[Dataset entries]
»»
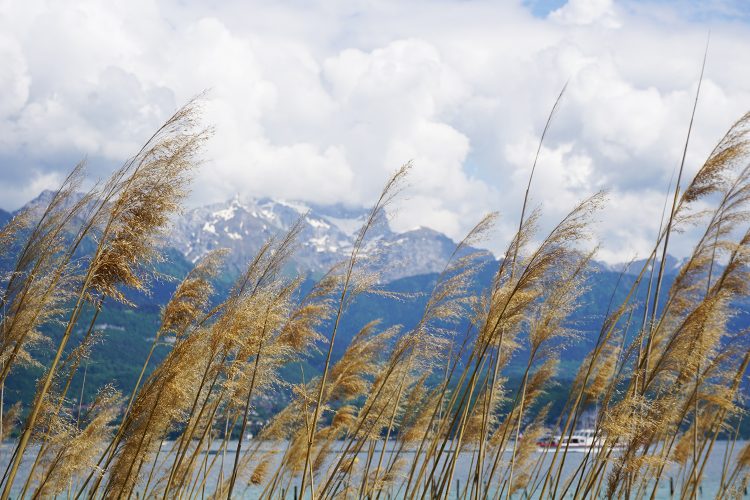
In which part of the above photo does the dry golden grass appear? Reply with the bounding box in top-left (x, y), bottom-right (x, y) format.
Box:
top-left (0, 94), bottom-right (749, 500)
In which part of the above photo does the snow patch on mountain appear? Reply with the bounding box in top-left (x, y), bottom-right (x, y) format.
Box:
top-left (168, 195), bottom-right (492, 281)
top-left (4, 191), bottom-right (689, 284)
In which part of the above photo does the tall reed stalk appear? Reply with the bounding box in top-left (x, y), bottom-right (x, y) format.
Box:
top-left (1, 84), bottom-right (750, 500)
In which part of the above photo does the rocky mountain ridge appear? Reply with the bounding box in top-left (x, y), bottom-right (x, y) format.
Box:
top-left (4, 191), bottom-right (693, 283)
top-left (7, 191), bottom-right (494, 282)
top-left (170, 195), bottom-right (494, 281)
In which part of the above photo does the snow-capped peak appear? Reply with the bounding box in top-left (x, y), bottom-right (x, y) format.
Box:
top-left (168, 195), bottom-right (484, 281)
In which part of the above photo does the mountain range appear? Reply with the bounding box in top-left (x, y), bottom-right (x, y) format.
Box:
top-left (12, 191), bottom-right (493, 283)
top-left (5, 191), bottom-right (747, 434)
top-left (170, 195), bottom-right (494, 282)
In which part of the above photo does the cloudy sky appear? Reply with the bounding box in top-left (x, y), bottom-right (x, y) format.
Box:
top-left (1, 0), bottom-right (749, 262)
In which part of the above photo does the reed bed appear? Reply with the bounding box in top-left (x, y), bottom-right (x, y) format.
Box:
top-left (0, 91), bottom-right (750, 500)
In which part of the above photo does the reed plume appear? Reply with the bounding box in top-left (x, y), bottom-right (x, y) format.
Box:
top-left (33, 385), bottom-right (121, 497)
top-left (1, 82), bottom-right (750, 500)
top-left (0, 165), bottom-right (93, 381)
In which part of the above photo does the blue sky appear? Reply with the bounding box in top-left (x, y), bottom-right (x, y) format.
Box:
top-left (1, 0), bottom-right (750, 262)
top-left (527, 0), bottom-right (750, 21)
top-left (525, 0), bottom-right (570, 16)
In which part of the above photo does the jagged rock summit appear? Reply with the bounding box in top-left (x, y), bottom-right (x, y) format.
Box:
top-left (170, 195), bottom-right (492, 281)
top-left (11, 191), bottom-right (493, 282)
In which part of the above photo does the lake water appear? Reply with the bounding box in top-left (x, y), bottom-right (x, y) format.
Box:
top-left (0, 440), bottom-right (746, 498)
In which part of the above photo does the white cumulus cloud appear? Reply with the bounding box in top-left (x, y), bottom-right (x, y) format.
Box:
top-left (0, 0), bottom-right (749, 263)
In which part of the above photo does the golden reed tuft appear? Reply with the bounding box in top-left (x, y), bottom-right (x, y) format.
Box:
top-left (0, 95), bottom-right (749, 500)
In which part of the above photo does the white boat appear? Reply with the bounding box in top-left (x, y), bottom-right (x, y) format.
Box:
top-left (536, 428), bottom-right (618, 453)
««
ASSIGNMENT>
Exactly repeat the data above; the pictures do not belong in your copy.

RESPONSE TO THE TASK>
In which part of the above photo does the dry golden grass appear? Reply with the bounding box in top-left (x, y), bottom-right (x, y) format.
Box:
top-left (0, 94), bottom-right (749, 500)
In which part of the above photo does the snow patch on mountain appear? Reply with the bounding box in top-left (x, y), bottom-right (x, y) format.
Box:
top-left (168, 195), bottom-right (492, 281)
top-left (4, 191), bottom-right (689, 284)
In which part of the above photo does the tall reed stalk appear? Reply with the bounding box in top-left (x, y), bottom-right (x, y) format.
Box:
top-left (1, 84), bottom-right (750, 500)
In which part of the above photo does the rocky mountain ridge appear? Reply with the bounding box in top-left (x, y), bottom-right (x, y) format.
Box:
top-left (4, 191), bottom-right (693, 283)
top-left (7, 191), bottom-right (494, 282)
top-left (170, 195), bottom-right (494, 281)
In which part of the above photo does the snow-capped peak appear? Reply with the bounding box in top-left (x, y), bottom-right (x, y) format.
Box:
top-left (168, 195), bottom-right (484, 281)
In which part of the above photo does the mountain range appear? Reply with the bounding box in top-left (x, y), bottom-right (x, y) format.
Box:
top-left (12, 191), bottom-right (493, 283)
top-left (5, 191), bottom-right (747, 434)
top-left (170, 195), bottom-right (494, 282)
In which part of the above photo does the cloudy sky appear? Reply with the bounding box in top-left (x, y), bottom-right (x, y) format.
Box:
top-left (1, 0), bottom-right (749, 262)
In which part of the above photo does the reed bed appear? Reply with the bounding box in top-left (x, y), bottom-right (x, y) format.
Box:
top-left (0, 91), bottom-right (750, 500)
In which part of the above photo does the reed plume appear? Reply with the bounding box in top-left (x, y), bottom-right (x, y) format.
Box:
top-left (33, 385), bottom-right (121, 497)
top-left (1, 82), bottom-right (750, 500)
top-left (0, 165), bottom-right (93, 381)
In which part of the above photo does the blue sky appear? Reply with the bounding box in top-left (x, y), bottom-right (x, y) format.
Box:
top-left (1, 0), bottom-right (750, 262)
top-left (527, 0), bottom-right (750, 21)
top-left (525, 0), bottom-right (570, 16)
In which part of the above photo does the jagged rock summit appear? Reply with the bounding box in top-left (x, y), bottom-right (x, y) format.
Box:
top-left (170, 195), bottom-right (492, 281)
top-left (11, 191), bottom-right (493, 282)
In which part of the above photo does the lake water appear? Reply with the bounding box in top-left (x, y), bottom-right (x, y) format.
Box:
top-left (0, 440), bottom-right (746, 498)
In which part of the above photo does the white cumulus cloud appear? Reply with the bounding box in top-left (x, y), bottom-right (x, y) format.
Box:
top-left (0, 0), bottom-right (749, 263)
In which part of the above photo does the golden reed tuft appear? Reply with the bounding box in top-left (x, y), bottom-right (x, y) format.
Box:
top-left (0, 95), bottom-right (749, 500)
In which part of the above photo does the white boat appear? Reply with the bounding box in top-left (x, y), bottom-right (x, y) format.
Box:
top-left (536, 428), bottom-right (618, 453)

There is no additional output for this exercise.